Region labeling material:
· · ·
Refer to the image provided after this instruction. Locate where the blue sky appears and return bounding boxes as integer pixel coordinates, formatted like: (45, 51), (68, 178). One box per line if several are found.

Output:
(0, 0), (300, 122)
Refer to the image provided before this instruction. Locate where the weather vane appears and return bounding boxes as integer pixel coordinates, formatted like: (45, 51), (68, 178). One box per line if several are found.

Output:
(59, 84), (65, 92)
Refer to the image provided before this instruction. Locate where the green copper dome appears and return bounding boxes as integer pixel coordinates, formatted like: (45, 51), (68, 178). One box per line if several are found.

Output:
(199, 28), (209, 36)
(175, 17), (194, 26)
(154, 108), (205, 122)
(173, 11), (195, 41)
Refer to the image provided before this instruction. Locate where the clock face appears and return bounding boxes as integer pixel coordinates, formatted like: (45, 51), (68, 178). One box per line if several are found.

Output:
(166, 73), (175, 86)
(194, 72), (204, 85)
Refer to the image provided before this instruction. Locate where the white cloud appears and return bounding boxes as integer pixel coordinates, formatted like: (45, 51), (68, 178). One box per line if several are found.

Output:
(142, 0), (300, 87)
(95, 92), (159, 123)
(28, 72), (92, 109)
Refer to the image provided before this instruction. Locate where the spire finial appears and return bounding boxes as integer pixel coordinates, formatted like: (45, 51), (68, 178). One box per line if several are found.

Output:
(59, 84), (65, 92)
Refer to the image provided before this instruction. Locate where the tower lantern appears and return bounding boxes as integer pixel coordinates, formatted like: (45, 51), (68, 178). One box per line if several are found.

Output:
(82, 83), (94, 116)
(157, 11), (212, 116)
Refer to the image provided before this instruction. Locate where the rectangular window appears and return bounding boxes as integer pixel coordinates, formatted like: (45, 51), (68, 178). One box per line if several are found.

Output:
· · ·
Exercise task: Reproduce the material above line for line, without altering anything.

Response:
Refer to the image provided after this instruction. Locate where the blue sky appears and return bounding boxes as integer pixel coordinates, formatted like: (45, 51), (68, 178). One box per line if several are found.

Output:
(0, 0), (300, 122)
Refer to the image provided before this instruction. Locate where the weather vane appears and return bounding boxes as integer pixel coordinates, formatted like: (45, 51), (68, 178). One box per line if several are found.

Output:
(59, 84), (65, 92)
Refer to the image provided before this instruction. Locate where the green copper dome appears and return bounding boxes as integer pixel coordinates, formatted like: (45, 51), (68, 178). One box per line if several are found.

Output:
(199, 28), (209, 36)
(175, 17), (194, 26)
(154, 108), (205, 122)
(173, 11), (195, 41)
Refer to the image provided before this instruction. Locate where the clock face appears and return bounding boxes as integer pixel coordinates, formatted like: (45, 51), (68, 178). One box per line if several are found.

Output:
(166, 73), (175, 86)
(194, 72), (204, 85)
Refer to the image provided before this instruction. Locate where the white cloud appears and return bounding boxes as integer pixel coordinates, formatted like: (45, 51), (68, 178). One box per line if several are found.

Output:
(142, 0), (300, 87)
(95, 92), (159, 123)
(28, 72), (92, 109)
Refer to the image provided before this instruction. Locate where the spire finial appears and return bounding boxes as integer pixel coordinates, formatted like: (45, 51), (68, 178). One box per line if several are found.

Output:
(59, 84), (65, 92)
Refer to the image provided before this instruction. Locate where the tower lantern appears and return bounding boxes as integer pixel coordinates, formatted like: (45, 51), (68, 178). One box per line if several are found.

Output:
(82, 83), (94, 116)
(157, 11), (212, 116)
Refer to the image provided before this instruction. Locate where the rectangular window appears and return bounding boxes as integer pixel coordinates, formatted like: (45, 51), (68, 178). One box per line if several are found.

Output:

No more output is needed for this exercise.